• Directives
**1)** Answer these questions using the forum thread on "full" as a prefix:
(a) What Lithuanian word for full moon is mentioned?
(b) What Portuguese phrase do speakers usually use instead of plenilúnio?
(c) What Proto-Indo-European form is the Slavic adjective for "full" said to have come from?
**2)** Write out the passage of the forum thread on "full" as a prefix from "The Slavic verb" up to and including "pletum is supine).".
**3)** In the forum thread on "full" as a prefix, rewrite the paragraph beginning "I don't think that the Slavic" as a short bulleted list that keeps its main facts.

• Text segment
^^^^^^^^
And the fullness is rather perceived. Maybe not. Really I don't know.


----------



## ThomasK

You know, not too bad if it is not a real prefix. These seem like compounds indeed. But don't worry, I am interested in the power and the colours of words in all languages ! ;-)


----------



## ilocas2

ThomasK said:


> You know, not too bad if it is not a real prefix. These seem like compounds indeed. But don't worry, I am interested in the power and the colours of words in all languages ! ;-)


 
I haven't problem with if it's prefix or not  

IMHO the Dutch vol- looks much more like prefix to me than this thing in Slavic languages.


----------



## ThomasK

Mind the appearances! ;-) I think one never knows, except after several tests, the main being, I think, that the prefix does not retain its literal meaning... Thanks for your cooperation though !


----------



## autobusas

jazyk said:


> There's a beautiful Portuguese word that we hardly ever use: plenilúnio (plenilune, full moon). We usually go for the more mundane _lua cheia _(lit. moon full).


 

I don't think that we have a lot of words with "full" as a prefix, but now I've remembered that we also have a word for full moon - pilnatis. Maybe it could be considered as a prefix, because *full* in Lithuanian would be *pilnas*. However, we usually use "full" as an adverb


----------



## ThomasK

But I do guess you have a lot of compounds with _full_, don't you? Do you have something like _complete _(plete, full)/ _volkomen_ in Dutch, with _full_-?


----------



## bibax

I don't think that the Slavic *polno- *(plno-, puno-, ...) is a prefix. The words beginning with polno- are always compounds with the adjective polnyj, pln, pun, ... (= full) as a first part. For example: polnokrovnyi < polnaya krov (= full blood); polnopravnyi < polnoe pravo (= full right); polnotsennyi < polnaya tsena (= full price/worth); etc.

The Slavic adjective *polen, pln, pun, ...* (also Lithuanian *pilnas*, = full) came from PIE passive participle *pl-no-s _= filled_ (cf. the Indian river Purna).

The Slavic verb *polniť, plniti, puniti, ...* (= _to fill_, usually with various prefixes) is regularly derived from the adjective polen/pln/pun (= _full_). Thus it is a secondary verb similarly like Spanish _completar_ (from the Latin supine completum). The original ancient verb for _'to fill'_ has not preserved in the Slavic languages (unlike in Latin: _to fill_ = pleo, plere usually with prefixes: compleo, impleo; pletum is supine).

The Latin pleni- words (plenilunium, plenipotens, etc.) are also compounds.


----------



## ThomasK

You might be right. But I think it is very difficult to see where the transition happens from a compound to a derivation (c.q. a prefix). However, I think one criterion is: if they cannot split up anymore, it must be a prefix (in Dutch the _vol_- is almost always a fixed part of the verb for example). Oh yes: and the meaning might be less explicit as well...


----------
^^^^^^^^
Entries from a dataset

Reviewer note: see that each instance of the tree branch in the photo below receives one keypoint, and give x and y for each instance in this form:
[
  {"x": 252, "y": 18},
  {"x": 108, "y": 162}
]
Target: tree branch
^^^^^^^^
• Solutions for each task
**1)**
(a) Pilnatis.
(b) Lua cheia (lit. moon full).
(c) The passive participle *pl-no-s (= filled).

**2)**
The Slavic verb *polniť, plniti, puniti, ...* (= _to fill_, usually with various prefixes) is regularly derived from the adjective polen/pln/pun (= _full_). Thus it is a secondary verb similarly like Spanish _completar_ (from the Latin supine completum). The original ancient verb for _'to fill'_ has not preserved in the Slavic languages (unlike in Latin: _to fill_ = pleo, plere usually with prefixes: compleo, impleo; pletum is supine).

**3)**
- The Slavic polno- (plno-, puno-, ...) is not a prefix.
- Words beginning with polno- are always compounds whose first part is the adjective polnyj, pln, pun, ... (= full).
- Examples: polnokrovnyi < polnaya krov (full blood), polnopravnyi < polnoe pravo (full right), polnotsennyi < polnaya tsena (full price/worth).